[ПОСТАВЛЕННАЯ ЗАДАЧА 1] Перепишите строки, идущие после отрывка, заменив «bunting flag» на «garland». Всё остальное оставьте без изменений.

[ИСХОДНЫЙ ОТРЫВОК]
Летом он во втором чтении представил билль о восьмичасовом рабочем дне для шахтеров. Он тщательно работал над этим законопроектом, используя метод, к которому будет прибегать и в дальнейшем, – проводя обширные консультации с теми, кто имел самые большие претензии. В 1948 г. он скажет критикующему его лейбористу в палате общин: «Сорок лет прошло с тех пор, как я предложил для второго чтения билль о восьмичасовом рабочем дне для шахтеров. В сотрудничестве с Бобом Смайли – не знаю, слышал ли о нем уважаемый парламентарий, но он был одним из самых авторитетных лидеров рабочих в те времена – я кроме этого организовал бани в надшахтных зданиях».
Выступая с законопроектом, Черчилль изложил свое видение перспектив жизни британских трудящихся: «Генеральное направление развития демократии в индустриальном обществе заключается не в неразумном увеличении рабочего времени, а, напротив, в создании достаточного времени для отдыха. Люди не хотят, чтобы их жизнь представляла собой простое чередование кровати и фабрики. Им требуется время, чтобы заниматься собой, время, чтобы видеть свои дома при дневном свете, чтобы общаться с детьми, чтобы думать, читать, заниматься садом, – короче, время для жизни. Не надо жалеть человека, который много работает. Природа приготовила для него специальное вознаграждение – удовольствие, дающее возможность в краткие промежутки получить от простых радостей такое удовлетворение, какого социальный бездельник тщетно ищет двадцать четыре часа в сутки. Но вознаграждение за тяжелый труд теперь крадется у человека, если он тратит на работу столько сил, что не остается времени насладиться заслуженным отдыхом».
Летом Черчилль занялся организацией бирж труда, благодаря которым люди, оставшиеся без работы, могли бы найти новую, а работодатели, соответственно, необходимые кадры. «Нехватка рабочих мест в одном округе, – пояснял он в записке кабинету министров, – может совпасть с избытком в других. Биржи должны исправить этот дисбаланс. Они также покажут необходимость или отсутствие необходимости в любой конкретный момент принятия срочных мер по облегчению ситуации».

[СТРОКИ]
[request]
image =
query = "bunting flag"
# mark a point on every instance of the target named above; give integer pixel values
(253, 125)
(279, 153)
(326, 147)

[ПОСТАВЛЕННАЯ ЗАДАЧА 2] Определите, согласуются ли с отрывком о Черчилле следующие утверждения: (a) билль о восьмичасовом рабочем дне касался шахтеров; (b) этот билль был представлен зимой; (c) биржи труда должны были исправить дисбаланс между нехваткой и избытком рабочих мест в разных округах. Ответьте «да» или «нет» и приведите подтверждающие слова отрывка.

[РЕЗУЛЬТАТ 1]
[request]
image =
query = "garland"
# mark a point on every instance of the target named above; give integer pixel values
(253, 125)
(279, 153)
(326, 147)

[РЕЗУЛЬТАТ 2]
(a) Да: «билль о восьмичасовом рабочем дне для шахтеров».
(b) Нет: «Летом он во втором чтении представил билль о восьмичасовом рабочем дне для шахтеров».
(c) Да: «Нехватка рабочих мест в одном округе, – пояснял он в записке кабинету министров, – может совпасть с избытком в других. Биржи должны исправить этот дисбаланс».